Written problem: Rewrite only the part of the records that opens with the line containing "Could you tag the blue" and closes with the line containing "point(67, 195)", changing "Sample output" to "Reference output" and keeping everything else the same.

>> Start

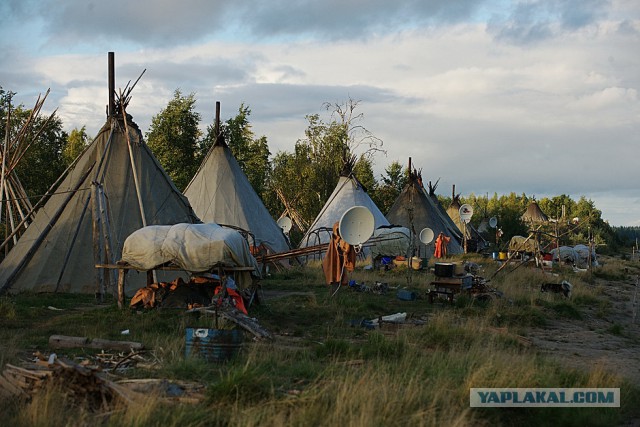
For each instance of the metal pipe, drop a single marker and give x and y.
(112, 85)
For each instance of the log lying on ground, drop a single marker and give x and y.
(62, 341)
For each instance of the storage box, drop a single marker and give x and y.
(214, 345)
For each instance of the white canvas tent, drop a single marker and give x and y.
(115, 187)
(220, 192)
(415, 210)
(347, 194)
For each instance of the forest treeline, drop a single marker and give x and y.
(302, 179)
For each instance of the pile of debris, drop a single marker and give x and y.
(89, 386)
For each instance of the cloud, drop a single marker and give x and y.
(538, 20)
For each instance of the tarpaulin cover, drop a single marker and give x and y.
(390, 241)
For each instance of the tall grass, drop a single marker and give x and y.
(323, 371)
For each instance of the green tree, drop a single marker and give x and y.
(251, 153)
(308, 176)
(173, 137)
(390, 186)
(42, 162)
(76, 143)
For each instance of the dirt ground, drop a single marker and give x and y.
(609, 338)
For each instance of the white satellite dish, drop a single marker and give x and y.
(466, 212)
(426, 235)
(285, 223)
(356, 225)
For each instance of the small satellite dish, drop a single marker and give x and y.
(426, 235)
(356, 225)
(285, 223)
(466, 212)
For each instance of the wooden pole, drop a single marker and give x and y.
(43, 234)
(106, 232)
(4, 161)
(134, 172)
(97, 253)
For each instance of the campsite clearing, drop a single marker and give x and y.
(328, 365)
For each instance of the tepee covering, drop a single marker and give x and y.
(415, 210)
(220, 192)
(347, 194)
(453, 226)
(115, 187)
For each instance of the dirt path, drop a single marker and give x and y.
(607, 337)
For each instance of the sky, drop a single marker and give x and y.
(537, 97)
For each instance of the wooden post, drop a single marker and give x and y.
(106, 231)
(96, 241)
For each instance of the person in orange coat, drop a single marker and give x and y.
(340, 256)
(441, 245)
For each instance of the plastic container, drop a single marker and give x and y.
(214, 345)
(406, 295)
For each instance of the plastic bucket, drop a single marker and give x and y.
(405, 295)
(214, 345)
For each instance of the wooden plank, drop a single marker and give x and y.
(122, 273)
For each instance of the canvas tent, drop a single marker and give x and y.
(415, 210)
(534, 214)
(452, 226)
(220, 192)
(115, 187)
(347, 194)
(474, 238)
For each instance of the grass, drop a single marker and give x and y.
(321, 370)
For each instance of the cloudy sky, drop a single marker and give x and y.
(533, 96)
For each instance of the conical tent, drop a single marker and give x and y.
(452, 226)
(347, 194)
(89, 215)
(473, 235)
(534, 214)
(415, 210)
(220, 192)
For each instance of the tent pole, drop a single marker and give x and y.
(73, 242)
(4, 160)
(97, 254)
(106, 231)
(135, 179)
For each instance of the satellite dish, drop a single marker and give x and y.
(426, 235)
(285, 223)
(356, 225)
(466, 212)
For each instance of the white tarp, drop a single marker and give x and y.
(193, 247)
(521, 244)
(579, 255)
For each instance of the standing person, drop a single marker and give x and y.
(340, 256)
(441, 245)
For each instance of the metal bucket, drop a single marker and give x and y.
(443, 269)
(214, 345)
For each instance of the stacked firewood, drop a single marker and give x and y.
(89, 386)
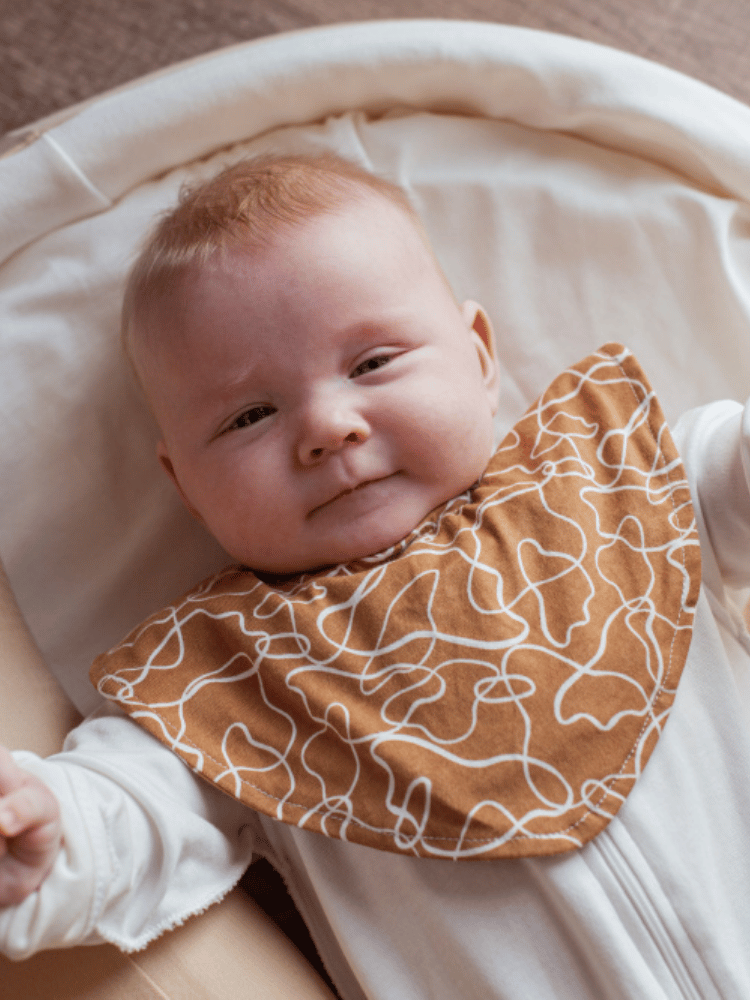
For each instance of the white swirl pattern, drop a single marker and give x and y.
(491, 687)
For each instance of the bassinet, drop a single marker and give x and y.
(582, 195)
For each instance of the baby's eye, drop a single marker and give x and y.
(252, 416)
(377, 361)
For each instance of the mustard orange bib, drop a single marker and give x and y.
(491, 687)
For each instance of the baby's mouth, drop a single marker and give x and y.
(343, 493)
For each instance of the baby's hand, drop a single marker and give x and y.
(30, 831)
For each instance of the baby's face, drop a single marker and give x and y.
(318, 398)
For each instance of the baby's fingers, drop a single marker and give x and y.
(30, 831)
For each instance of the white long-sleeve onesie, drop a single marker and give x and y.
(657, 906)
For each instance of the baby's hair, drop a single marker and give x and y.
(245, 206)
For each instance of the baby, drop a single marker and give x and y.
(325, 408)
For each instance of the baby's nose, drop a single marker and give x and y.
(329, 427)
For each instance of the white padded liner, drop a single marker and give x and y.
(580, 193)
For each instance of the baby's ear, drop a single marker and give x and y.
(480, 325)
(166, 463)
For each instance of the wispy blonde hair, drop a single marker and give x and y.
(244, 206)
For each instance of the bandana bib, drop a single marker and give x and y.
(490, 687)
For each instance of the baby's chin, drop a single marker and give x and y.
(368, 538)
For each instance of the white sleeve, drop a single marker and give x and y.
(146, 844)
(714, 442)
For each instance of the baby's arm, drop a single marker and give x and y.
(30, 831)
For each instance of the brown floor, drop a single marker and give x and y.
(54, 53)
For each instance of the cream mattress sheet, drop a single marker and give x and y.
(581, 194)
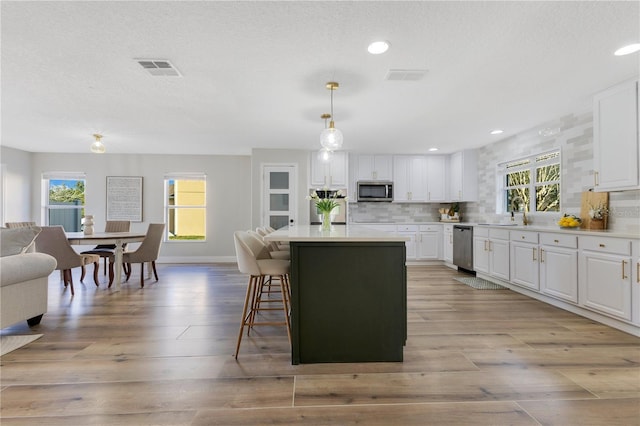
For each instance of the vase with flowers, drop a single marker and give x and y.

>> End
>> Start

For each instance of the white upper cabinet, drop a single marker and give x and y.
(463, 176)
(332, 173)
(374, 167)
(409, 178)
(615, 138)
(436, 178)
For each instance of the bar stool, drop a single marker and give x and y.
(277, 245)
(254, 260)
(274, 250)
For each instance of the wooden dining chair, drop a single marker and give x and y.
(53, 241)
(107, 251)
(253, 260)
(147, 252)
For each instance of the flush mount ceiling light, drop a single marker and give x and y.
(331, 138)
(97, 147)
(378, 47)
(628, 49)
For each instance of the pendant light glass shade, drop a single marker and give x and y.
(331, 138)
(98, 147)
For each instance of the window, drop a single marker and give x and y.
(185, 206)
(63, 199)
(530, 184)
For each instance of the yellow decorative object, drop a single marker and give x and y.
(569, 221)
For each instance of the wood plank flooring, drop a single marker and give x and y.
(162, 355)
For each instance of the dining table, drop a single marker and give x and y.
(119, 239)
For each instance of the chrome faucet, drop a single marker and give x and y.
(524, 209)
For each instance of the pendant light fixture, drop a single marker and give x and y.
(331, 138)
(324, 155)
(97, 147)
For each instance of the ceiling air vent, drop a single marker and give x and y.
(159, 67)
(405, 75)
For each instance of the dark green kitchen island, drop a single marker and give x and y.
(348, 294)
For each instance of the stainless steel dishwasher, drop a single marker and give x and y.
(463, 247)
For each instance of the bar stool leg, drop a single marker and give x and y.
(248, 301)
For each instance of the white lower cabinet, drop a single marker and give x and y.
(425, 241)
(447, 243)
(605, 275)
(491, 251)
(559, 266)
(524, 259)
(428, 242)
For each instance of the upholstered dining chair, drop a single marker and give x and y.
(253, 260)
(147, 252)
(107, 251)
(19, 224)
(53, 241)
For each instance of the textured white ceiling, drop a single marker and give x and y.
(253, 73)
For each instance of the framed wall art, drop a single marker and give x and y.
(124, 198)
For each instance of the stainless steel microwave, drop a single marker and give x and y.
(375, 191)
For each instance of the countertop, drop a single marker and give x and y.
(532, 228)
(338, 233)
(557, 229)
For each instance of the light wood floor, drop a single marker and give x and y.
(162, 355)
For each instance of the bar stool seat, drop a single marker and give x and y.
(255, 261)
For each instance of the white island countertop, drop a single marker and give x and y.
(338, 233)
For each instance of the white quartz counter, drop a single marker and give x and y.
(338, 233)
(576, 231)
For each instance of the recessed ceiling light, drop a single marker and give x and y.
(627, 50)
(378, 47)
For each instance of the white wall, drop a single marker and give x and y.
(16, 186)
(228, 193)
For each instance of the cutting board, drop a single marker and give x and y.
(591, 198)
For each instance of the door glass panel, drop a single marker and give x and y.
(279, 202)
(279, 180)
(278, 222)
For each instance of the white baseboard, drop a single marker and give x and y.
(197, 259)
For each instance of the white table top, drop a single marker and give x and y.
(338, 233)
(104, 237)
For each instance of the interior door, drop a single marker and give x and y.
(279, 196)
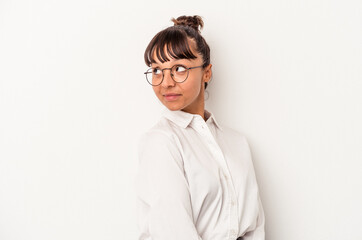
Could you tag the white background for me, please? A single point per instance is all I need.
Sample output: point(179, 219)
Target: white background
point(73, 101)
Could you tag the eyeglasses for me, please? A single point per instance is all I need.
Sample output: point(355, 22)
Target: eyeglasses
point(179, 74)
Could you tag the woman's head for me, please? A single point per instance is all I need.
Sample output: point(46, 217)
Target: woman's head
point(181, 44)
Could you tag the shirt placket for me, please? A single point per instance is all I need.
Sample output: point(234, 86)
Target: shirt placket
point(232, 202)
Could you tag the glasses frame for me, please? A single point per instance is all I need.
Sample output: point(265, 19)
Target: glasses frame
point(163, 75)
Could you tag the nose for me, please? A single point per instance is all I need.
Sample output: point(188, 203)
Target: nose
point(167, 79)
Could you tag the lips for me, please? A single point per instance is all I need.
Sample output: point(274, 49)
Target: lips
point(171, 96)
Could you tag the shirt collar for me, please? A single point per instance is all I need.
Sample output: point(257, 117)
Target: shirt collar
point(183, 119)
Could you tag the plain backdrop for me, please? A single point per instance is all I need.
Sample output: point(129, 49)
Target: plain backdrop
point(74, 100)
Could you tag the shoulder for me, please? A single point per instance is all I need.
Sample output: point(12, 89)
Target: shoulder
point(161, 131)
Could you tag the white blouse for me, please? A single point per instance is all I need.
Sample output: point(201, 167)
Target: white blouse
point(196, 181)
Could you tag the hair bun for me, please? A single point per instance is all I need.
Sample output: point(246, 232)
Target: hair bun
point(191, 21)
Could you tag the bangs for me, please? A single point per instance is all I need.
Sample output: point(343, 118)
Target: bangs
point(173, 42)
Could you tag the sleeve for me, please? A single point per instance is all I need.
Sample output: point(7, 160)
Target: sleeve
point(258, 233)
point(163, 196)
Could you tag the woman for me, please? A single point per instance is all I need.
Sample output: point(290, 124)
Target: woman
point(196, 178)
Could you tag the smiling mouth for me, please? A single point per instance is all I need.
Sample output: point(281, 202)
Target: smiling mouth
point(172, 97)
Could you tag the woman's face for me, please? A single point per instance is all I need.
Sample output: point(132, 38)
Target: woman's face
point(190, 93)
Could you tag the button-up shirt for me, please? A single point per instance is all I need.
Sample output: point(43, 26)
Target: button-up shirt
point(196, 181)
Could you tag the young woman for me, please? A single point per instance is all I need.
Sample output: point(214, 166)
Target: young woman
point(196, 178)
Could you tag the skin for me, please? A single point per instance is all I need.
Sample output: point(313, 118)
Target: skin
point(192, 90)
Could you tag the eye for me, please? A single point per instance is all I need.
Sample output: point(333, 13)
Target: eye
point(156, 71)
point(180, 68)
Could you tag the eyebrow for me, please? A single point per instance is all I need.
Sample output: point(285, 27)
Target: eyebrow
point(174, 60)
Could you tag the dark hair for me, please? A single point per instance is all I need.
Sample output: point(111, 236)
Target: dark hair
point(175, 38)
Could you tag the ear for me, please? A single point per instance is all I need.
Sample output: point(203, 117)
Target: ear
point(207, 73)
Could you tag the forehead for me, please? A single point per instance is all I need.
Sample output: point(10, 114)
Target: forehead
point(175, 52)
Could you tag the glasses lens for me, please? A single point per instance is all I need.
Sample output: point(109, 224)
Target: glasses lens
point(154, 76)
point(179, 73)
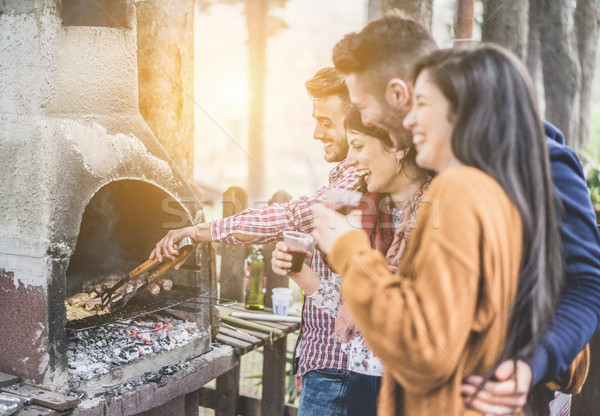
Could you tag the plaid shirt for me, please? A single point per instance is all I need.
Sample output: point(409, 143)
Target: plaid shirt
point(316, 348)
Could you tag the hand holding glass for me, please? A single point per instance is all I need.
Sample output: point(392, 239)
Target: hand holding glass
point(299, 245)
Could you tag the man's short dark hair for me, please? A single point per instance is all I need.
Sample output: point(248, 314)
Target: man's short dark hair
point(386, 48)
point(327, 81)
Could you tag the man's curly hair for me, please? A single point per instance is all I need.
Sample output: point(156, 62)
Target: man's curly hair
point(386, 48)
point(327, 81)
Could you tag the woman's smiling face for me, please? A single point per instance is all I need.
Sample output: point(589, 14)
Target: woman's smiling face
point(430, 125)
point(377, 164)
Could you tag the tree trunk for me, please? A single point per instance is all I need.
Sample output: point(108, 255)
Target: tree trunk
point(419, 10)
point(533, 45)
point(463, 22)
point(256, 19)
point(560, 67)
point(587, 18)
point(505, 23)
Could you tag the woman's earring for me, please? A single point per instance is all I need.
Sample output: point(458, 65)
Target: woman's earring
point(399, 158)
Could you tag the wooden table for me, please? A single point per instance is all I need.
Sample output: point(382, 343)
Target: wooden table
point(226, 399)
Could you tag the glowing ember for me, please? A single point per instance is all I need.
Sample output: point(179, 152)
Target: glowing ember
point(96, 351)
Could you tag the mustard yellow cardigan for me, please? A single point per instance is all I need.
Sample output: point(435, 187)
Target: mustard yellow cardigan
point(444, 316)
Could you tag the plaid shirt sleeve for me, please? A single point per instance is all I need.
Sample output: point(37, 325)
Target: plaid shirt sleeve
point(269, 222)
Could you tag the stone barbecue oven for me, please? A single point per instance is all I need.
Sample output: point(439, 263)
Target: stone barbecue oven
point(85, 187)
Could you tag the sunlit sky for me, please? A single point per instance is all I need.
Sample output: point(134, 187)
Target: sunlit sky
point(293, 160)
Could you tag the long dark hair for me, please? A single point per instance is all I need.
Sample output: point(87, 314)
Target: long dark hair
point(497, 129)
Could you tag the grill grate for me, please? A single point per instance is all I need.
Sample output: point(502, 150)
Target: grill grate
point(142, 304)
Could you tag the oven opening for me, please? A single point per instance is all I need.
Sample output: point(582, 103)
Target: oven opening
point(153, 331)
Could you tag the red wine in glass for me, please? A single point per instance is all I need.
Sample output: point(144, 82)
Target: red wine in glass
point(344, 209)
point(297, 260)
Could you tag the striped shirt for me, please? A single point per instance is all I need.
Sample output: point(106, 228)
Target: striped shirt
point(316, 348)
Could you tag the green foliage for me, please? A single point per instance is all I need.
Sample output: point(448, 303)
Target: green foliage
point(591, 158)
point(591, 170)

>> End
>> Start

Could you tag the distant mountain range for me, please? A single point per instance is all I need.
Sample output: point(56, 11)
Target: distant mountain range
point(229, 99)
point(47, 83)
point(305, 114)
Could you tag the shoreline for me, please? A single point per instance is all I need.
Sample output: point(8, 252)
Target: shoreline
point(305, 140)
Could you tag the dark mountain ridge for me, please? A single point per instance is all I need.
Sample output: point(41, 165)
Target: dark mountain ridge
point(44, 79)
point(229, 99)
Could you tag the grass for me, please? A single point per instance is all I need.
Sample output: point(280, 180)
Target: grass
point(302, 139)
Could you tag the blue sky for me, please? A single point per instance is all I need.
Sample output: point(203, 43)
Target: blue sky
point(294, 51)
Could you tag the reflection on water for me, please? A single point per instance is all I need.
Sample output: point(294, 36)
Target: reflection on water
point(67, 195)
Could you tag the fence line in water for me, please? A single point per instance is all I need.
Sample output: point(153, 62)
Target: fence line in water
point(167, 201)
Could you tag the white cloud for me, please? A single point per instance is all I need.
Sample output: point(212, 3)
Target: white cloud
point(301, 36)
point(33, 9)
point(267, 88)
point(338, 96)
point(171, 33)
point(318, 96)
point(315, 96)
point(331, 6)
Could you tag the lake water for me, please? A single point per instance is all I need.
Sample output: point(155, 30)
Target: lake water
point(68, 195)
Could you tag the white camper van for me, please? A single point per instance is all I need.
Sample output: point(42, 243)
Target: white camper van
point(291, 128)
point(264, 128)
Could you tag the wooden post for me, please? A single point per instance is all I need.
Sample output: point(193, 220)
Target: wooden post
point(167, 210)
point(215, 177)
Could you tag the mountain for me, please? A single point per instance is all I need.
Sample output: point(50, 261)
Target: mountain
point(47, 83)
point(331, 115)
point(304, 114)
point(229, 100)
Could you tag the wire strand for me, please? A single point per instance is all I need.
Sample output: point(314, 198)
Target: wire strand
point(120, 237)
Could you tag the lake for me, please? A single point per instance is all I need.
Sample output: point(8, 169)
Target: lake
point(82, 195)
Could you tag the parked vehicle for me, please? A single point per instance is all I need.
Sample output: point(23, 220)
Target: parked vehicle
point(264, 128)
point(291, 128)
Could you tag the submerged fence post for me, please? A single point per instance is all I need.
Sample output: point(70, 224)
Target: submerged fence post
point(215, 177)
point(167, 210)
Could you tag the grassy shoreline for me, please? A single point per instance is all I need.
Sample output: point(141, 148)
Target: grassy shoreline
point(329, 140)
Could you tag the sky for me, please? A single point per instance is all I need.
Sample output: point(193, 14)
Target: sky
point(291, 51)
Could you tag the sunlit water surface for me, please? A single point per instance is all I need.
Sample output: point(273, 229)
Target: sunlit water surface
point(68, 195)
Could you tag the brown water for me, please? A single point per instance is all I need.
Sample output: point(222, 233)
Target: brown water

>> End

Answer to the exercise:
Could you tag the blue sky for me, please? A single point per instance is all I need.
Reference output: point(203, 43)
Target: blue sky
point(294, 51)
Could you tag the reflection on water for me, please? A single point per instance is all I need.
Reference output: point(294, 36)
Target: reflection on water
point(67, 195)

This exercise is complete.